* _What you have to do_: Reproduce the data below word for word, from the line containing "If you could tag each instance of the yellow" through the line containing "Target: white door.", with both of those lines included. Leave the pictures out.

* _Information shown_:
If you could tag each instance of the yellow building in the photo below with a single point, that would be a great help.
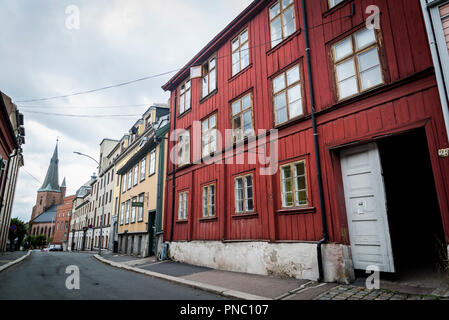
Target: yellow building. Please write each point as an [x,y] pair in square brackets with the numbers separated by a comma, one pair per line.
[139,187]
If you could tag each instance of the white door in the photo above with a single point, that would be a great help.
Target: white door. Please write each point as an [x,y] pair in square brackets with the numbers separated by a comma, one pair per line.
--
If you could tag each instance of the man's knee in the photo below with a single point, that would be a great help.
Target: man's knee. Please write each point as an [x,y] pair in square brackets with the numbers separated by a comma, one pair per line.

* _Expected answer_:
If you could tag each instance of the yellow building in the photo below with a single point, that would be a great help.
Target: yellow building. Please write each point as an [x,y] pair in square brackets with the numbers separated by a comma, one pair per line.
[139,187]
If you could tag each instance of the white door in the photo above with a single point, that would be a great help.
Target: white door. Please write each point as an [x,y] pair in square brackets with the numbers separated by a comma, one pair per line.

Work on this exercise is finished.